▶ [Task objective]:
The response should hold each line from the entries below where "building" is found.

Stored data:

+ + + + + + +

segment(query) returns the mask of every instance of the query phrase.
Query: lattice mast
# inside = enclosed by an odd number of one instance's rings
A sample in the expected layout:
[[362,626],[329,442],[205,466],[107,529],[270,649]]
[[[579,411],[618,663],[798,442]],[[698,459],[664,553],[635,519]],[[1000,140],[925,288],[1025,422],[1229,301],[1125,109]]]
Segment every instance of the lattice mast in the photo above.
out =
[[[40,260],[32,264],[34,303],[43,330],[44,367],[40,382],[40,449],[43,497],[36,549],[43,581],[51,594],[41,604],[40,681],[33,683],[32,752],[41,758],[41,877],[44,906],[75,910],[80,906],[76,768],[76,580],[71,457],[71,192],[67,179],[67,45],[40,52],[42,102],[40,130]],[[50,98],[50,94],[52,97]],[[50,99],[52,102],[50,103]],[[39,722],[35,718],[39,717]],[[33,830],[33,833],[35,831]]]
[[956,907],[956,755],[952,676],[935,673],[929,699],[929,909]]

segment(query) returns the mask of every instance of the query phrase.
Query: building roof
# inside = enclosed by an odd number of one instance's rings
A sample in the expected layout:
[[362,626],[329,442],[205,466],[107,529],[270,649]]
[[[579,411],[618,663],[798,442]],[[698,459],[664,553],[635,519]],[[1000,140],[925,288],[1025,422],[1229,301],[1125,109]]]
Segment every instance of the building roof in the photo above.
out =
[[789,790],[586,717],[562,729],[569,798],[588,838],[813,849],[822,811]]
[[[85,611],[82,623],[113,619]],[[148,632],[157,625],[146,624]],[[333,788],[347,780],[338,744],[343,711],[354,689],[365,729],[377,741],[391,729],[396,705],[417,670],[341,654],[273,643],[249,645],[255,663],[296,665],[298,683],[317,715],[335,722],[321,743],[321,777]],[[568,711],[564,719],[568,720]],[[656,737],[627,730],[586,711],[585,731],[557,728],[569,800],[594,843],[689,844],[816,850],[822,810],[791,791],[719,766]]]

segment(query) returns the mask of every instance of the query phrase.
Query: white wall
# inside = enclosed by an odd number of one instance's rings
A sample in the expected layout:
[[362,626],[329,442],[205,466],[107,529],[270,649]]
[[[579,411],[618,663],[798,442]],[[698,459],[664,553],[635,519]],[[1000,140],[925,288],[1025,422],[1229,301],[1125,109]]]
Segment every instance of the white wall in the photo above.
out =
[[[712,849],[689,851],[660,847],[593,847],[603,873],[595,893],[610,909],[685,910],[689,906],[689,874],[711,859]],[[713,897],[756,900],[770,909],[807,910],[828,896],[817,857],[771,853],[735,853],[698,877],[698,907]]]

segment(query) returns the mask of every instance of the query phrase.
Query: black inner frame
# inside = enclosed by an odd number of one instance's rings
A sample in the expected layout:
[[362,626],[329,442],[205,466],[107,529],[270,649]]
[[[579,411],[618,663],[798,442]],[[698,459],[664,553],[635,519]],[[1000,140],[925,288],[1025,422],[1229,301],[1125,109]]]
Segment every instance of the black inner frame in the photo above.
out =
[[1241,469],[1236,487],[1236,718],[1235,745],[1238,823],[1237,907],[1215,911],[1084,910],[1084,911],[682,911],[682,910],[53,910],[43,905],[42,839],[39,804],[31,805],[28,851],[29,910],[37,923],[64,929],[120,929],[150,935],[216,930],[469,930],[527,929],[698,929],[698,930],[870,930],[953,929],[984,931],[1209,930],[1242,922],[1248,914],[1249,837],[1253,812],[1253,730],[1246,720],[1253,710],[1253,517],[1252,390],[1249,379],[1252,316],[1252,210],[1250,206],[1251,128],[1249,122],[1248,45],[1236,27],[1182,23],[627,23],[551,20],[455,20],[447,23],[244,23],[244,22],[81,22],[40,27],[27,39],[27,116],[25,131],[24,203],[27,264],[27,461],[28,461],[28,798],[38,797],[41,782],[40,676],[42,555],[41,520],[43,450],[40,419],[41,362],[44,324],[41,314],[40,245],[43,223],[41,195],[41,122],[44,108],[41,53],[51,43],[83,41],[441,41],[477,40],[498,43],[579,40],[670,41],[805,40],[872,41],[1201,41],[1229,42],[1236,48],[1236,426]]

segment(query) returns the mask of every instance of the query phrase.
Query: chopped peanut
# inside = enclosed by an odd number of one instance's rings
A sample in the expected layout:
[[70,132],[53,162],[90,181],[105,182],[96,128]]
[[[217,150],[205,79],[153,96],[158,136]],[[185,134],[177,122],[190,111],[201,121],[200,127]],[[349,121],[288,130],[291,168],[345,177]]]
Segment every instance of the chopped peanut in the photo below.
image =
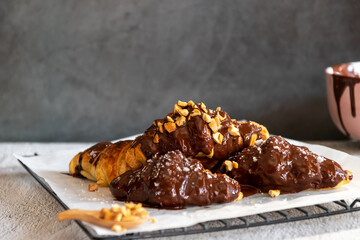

+ + + + + + +

▶ [Task output]:
Query: building roof
Segment every instance of the building roof in the photo above.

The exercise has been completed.